— START OF QUOTED PASSAGE —

The first impact of this may be felt in the relations between the BSP and the Congress, report Saroj Nagi & Sutirtho Patranobis.

india Updated: Nov 27, 2006 23:52 IST

The Supreme Court's ruling clearing the decks for BSP leader Mayawati's prosecution in the Taj corridor case is likely to add to the ongoing process of social and political realignments taking place in poll-bound Uttar Pradesh.

The first impact of this may be felt in the relations between the BSP and the Congress. The Samajwadi Party, which sees the BSP as its main challenger, appears to be relishing the situation, with leaders like Amar Singh expecting the court ruling to sour BSP-Congress relations. Mulayam's party, in fact, anticipates a further flux in the situation and hopes to see the BSP leader lash out at the Congress. 

Whether Mayawati does that remains to be seen. But there are many who believe that in the altered scenario where the CBI will be framing charges against Mayawati, the latter's dependence on the Congress would increase.

The Congress' prospects in the state are not exactly bright, with Sonia Gandhi's party hoping, in a best case scenario, to become a kingmaker in a hung assembly.  But to put itself in that situation it needs to rustle up some pre-poll alliances that are not expected to come about unless the party improves its ground level support.

The Congress has, officially, refrained from reacting to the latest developments. "We do not comment on the decisions of the Supreme Court," said AICC's Media Department chairman Janardan Dwivedi tersely.

Unlike the Congress, which would have wanted a tie up with the BSP if Mayawati had agreed, the BJP had already ruled out any understanding with the Dalit party.

On Monday, the BJP declined support to Mayawati. Reacting to queries, BJP leader VK Malhotra told reporters that his party believed that "corruption, if any, should come out." He added: "Law should take its own course. Court directions should be adhered to."

The BJP's reaction to the BSP was also an acknowledgement of the resentment that its coalition with the BSP in the Nineties had created among its upper caste supporters. Of late, the party has been trying to recoup this base under BJP chief Rajnath Singh's leadership and guard it from BSP's attempts to make a dent in it by giving tickets to Brahmins.

And if BJP manages to hold on to its base, the SP—recently jettisoned by its CPM ally—too, can hope to keep its Muslim base intact.

Conscious that she can come to power on her own only by expanding her Dalit base, Mayawati has been trying to win over a section of Brahmins and Muslims.

— END OF QUOTED PASSAGE —

SHORT EXERCISE 1: Duplicate word for word the part of the article on the Taj corridor ruling that opens with the words containing "The BJP's reaction" and closes with "keep its Muslim base intact.".
SHORT EXERCISE 2: For the article on the Taj corridor ruling, state whether each statement agrees with it: (a) the BJP offered support to Mayawati on Monday; (b) the Congress officially refrained from reacting to the latest developments; (c) the Samajwadi Party sees the BSP as its main challenger. Answer yes or no for each, quoting the deciding words.

— START OF INFORMATION SUPPLIED —

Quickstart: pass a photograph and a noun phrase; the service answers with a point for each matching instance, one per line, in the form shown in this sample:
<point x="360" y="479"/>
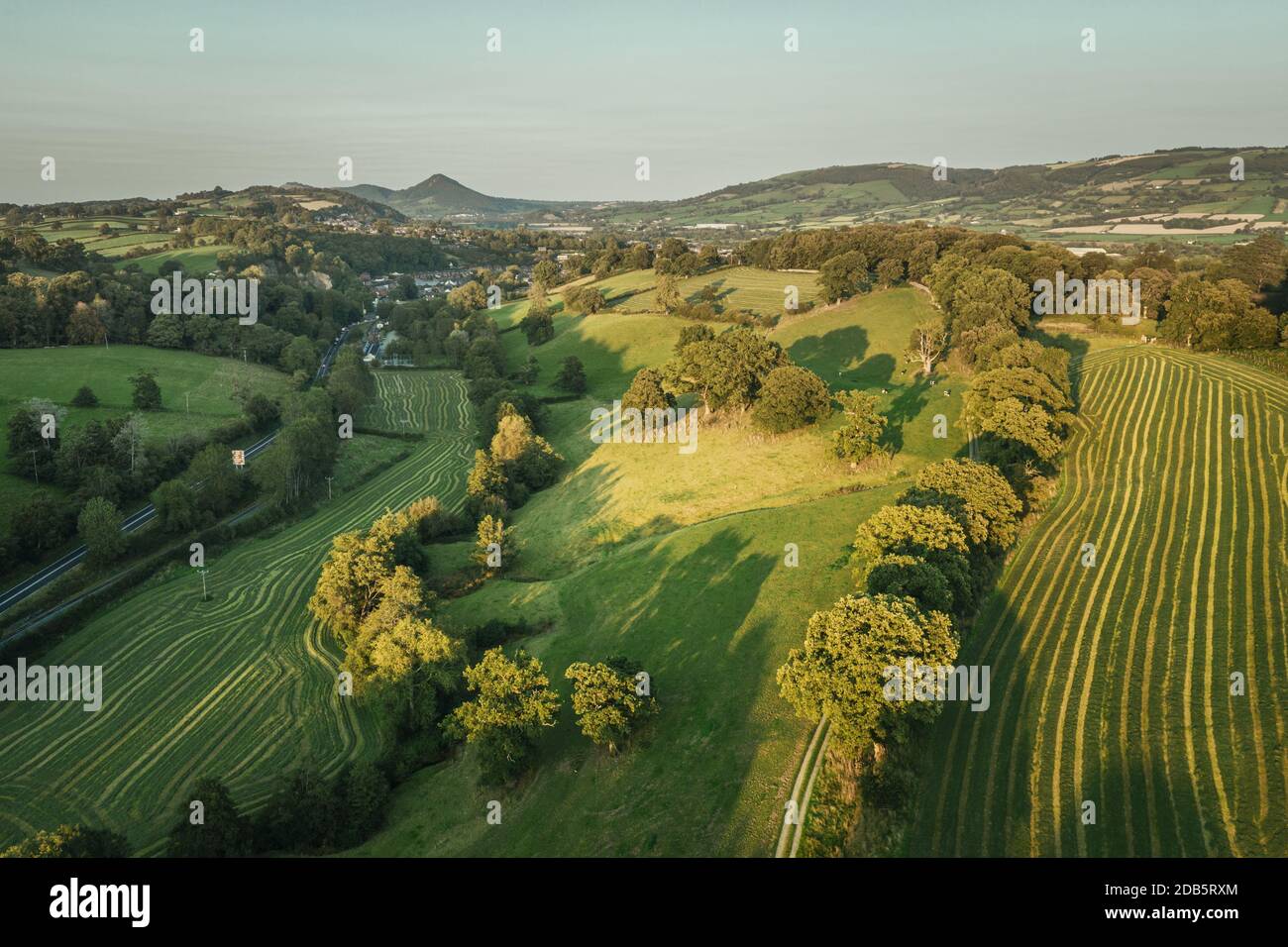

— END OF INFORMATION SUPPLIED —

FINISHED ANSWER 1:
The BJP's reaction to the BSP was also an acknowledgement of the resentment that its coalition with the BSP in the Nineties had created among its upper caste supporters. Of late, the party has been trying to recoup this base under BJP chief Rajnath Singh's leadership and guard it from BSP's attempts to make a dent in it by giving tickets to Brahmins.

And if BJP manages to hold on to its base, the SP—recently jettisoned by its CPM ally—too, can hope to keep its Muslim base intact.

FINISHED ANSWER 2:
(a) No: "On Monday, the BJP declined support to Mayawati."
(b) Yes: "The Congress has, officially, refrained from reacting to the latest developments."
(c) Yes: "The Samajwadi Party, which sees the BSP as its main challenger"